**Prompt**
Please repeat the rows from the line containing "surface in this photo as pixel coordinates." through the end of the rows, swapping each "wall" for "parapet" and leaving everything else unchanged. Leave the pictures out.
* Begin Data supplied *
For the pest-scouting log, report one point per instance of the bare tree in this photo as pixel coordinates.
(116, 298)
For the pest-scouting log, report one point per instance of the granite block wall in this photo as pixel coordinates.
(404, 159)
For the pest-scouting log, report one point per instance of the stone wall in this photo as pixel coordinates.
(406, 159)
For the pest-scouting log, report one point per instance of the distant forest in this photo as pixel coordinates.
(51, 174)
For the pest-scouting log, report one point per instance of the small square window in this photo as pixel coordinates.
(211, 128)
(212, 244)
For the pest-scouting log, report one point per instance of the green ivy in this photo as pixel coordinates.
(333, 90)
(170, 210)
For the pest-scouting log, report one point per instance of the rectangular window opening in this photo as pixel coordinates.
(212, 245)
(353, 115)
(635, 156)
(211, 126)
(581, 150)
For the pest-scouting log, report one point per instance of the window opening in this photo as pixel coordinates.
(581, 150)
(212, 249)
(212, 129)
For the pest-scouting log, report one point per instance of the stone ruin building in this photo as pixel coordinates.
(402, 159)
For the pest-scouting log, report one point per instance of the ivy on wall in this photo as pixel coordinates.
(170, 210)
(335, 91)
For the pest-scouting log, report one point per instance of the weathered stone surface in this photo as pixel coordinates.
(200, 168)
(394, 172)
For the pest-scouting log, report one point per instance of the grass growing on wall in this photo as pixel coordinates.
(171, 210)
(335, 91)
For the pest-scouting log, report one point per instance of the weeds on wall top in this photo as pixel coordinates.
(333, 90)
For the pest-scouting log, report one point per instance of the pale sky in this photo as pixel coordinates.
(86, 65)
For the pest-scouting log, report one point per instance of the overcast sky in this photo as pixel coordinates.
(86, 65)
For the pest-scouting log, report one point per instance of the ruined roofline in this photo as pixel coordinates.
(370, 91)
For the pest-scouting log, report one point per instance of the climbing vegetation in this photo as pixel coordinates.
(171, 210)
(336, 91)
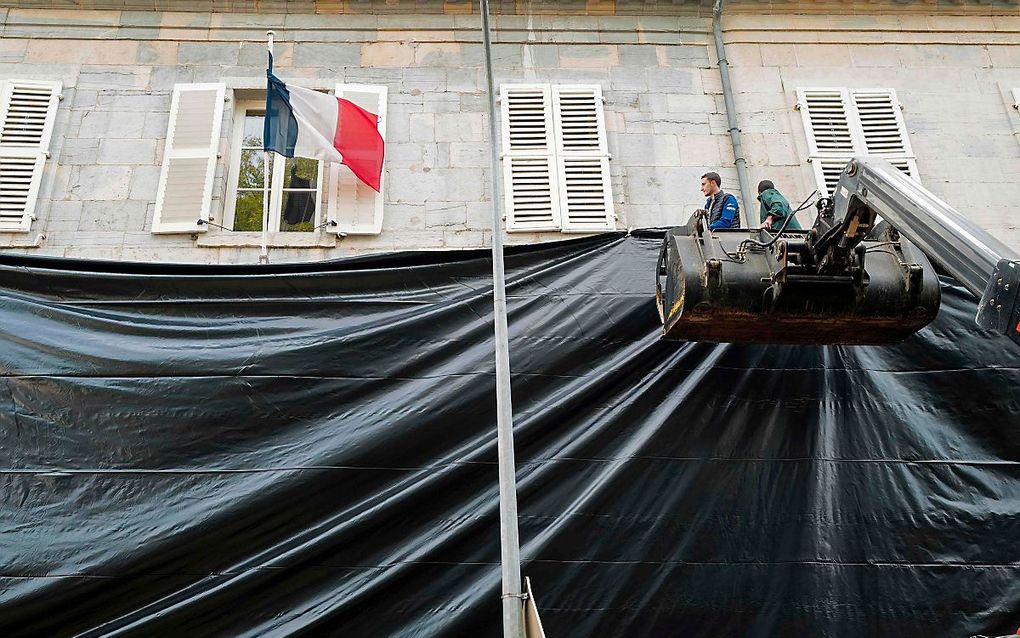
* End Data supplied *
**Task solution**
For the pest-scouting log, report one point per instance of the weathered stone surface in this photo as pixel coordinates.
(200, 168)
(394, 172)
For the pest-scouting log, report one point per instance of the grass growing on parapet in this photo as pixel coordinates.
(171, 210)
(335, 91)
For the pest-scouting log, report one point per instance of the weeds on parapet top in this photo as pixel coordinates.
(333, 90)
For the pest-scouting log, report one point per instance of the pale sky in this photo as pixel coordinates.
(86, 65)
For the pest-scouting log, report one point per instance of the overcast sky in this photo as pixel coordinates.
(86, 65)
For the pest-scouting log, report one point per instance of the ruined roofline in this photo as pixel coordinates.
(370, 91)
For the pest-scouting log, report one point per instance of the climbing vegetation in this photo as pixel coordinates.
(171, 210)
(336, 91)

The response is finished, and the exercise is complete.